## WHAT THE TASK REQUIRES:
Can you write out the stretch of the book commentary from "Against Anxiety: Beat" through "with retro-major depression.", word for word?

The art collectors are told they will be released if they arrange for their families to deliver some of their most valuable works of art to the terrorists.  A Vermeer painting becomes a symbol both of first world privilege and civiliation, when Helen announces she would rather die than endanger it.

A fascinating, important book for today. 

Against Anxiety: Beat Your Reading Slump with Three Fun Tomes

In all probability, the “reading slump” was invented by a non-reader. “I can’t read Proust, baby;  I’m in a reading slump.”  Someone must have tweeted it, and then everybody had the syndrome.  Pity the poor person with retro-major depression.

Here’s what we know:  honey,  you’re not in a reading slump.  You are (a) lazy, (b) anxious and depressed, or (c) having a full-fledged nervous breakdown.  The reading slump is not in the DSM!

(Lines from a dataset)
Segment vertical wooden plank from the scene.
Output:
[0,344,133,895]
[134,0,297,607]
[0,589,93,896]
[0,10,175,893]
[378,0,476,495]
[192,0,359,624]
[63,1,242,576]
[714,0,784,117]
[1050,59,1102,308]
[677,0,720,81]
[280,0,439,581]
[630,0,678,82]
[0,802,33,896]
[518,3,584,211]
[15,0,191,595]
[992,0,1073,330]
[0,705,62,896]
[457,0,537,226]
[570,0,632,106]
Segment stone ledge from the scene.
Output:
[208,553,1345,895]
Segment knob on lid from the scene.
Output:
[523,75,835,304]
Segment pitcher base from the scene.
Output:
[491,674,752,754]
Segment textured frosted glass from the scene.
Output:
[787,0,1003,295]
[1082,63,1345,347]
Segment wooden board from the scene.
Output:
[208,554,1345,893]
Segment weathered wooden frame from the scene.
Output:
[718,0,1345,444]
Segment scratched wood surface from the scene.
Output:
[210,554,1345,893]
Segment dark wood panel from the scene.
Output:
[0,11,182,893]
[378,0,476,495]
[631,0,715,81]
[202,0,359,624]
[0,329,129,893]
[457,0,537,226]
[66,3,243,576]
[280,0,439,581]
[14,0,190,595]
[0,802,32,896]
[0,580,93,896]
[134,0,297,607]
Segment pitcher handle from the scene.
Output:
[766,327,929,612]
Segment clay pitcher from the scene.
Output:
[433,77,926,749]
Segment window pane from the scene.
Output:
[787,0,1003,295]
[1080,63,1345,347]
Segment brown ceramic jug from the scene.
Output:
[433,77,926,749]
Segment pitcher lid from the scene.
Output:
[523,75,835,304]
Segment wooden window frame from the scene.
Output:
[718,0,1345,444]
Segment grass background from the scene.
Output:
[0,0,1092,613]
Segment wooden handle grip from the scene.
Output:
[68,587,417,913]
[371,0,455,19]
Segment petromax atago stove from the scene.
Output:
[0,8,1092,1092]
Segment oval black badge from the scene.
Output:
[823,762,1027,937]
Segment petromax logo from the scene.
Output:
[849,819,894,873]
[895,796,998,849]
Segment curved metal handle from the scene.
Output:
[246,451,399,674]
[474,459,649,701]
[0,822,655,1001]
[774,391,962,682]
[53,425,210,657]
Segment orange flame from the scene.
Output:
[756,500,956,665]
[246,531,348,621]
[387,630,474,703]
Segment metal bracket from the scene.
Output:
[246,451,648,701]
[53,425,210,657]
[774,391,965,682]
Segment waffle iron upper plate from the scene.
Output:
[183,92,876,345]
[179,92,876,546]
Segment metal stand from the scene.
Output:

## TASK SOLUTION:
Against Anxiety: Beat Your Reading Slump with Three Fun Tomes

In all probability, the “reading slump” was invented by a non-reader. “I can’t read Proust, baby;  I’m in a reading slump.”  Someone must have tweeted it, and then everybody had the syndrome.  Pity the poor person with retro-major depression.